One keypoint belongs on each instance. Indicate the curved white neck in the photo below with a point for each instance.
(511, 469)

--

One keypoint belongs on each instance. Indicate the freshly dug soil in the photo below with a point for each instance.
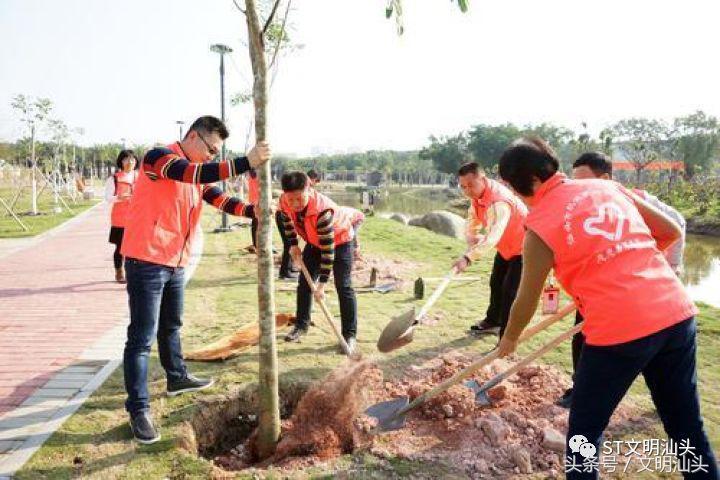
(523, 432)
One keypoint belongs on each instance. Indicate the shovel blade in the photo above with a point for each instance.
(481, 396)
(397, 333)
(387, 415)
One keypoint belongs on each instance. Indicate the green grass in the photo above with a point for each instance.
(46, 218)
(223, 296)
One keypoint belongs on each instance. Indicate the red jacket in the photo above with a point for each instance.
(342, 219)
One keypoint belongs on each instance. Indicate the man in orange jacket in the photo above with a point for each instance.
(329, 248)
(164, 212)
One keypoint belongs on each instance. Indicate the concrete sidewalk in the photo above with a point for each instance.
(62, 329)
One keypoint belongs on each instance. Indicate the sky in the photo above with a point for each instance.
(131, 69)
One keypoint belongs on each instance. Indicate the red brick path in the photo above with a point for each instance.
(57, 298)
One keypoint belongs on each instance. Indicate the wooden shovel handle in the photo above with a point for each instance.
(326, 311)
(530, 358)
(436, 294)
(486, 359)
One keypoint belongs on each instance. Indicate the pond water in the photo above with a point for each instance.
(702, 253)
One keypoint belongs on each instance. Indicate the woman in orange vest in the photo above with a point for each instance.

### About this exercise
Start with the line above that contains "One keypoint belongs on each instance. Indicate the green" and stop after the line that contains "One keypoint belongs on each instance. Indicate the woman". Output those lines exactly, and only those.

### Exercise output
One keypoint belongs on each instance. Indicate the green grass in the photo above with a point for each instance.
(46, 218)
(223, 296)
One keypoint belongs on each instance. Indicate the red jacket in the photo above with a point for each instance.
(342, 219)
One keypoint belongs on each instance. Indicate the man in orange jacket in the photo above with a point for each instance.
(329, 248)
(164, 212)
One keypoint belongs on each instance. Indicate the concrete sidewalk in the photo above with a point for each instance.
(62, 329)
One keypoint belongs on each instance. Indicate the sky in the photo above with a point for each instance.
(131, 69)
One keypoint belongs on each instance. Indicate the red brick path in the photo above with a point for each instance.
(57, 298)
One keypoint belongs on each instance. Indicate the wooden shovel handle in the photo above with a point for each instance.
(326, 311)
(530, 358)
(436, 294)
(486, 359)
One keypoint belongs on each instance. Indicate the pond water in the photo above with a point for each instance.
(702, 253)
One keypoint belongs on each instance. Indicate the woman in orange vest in the photo above with a point for each instance.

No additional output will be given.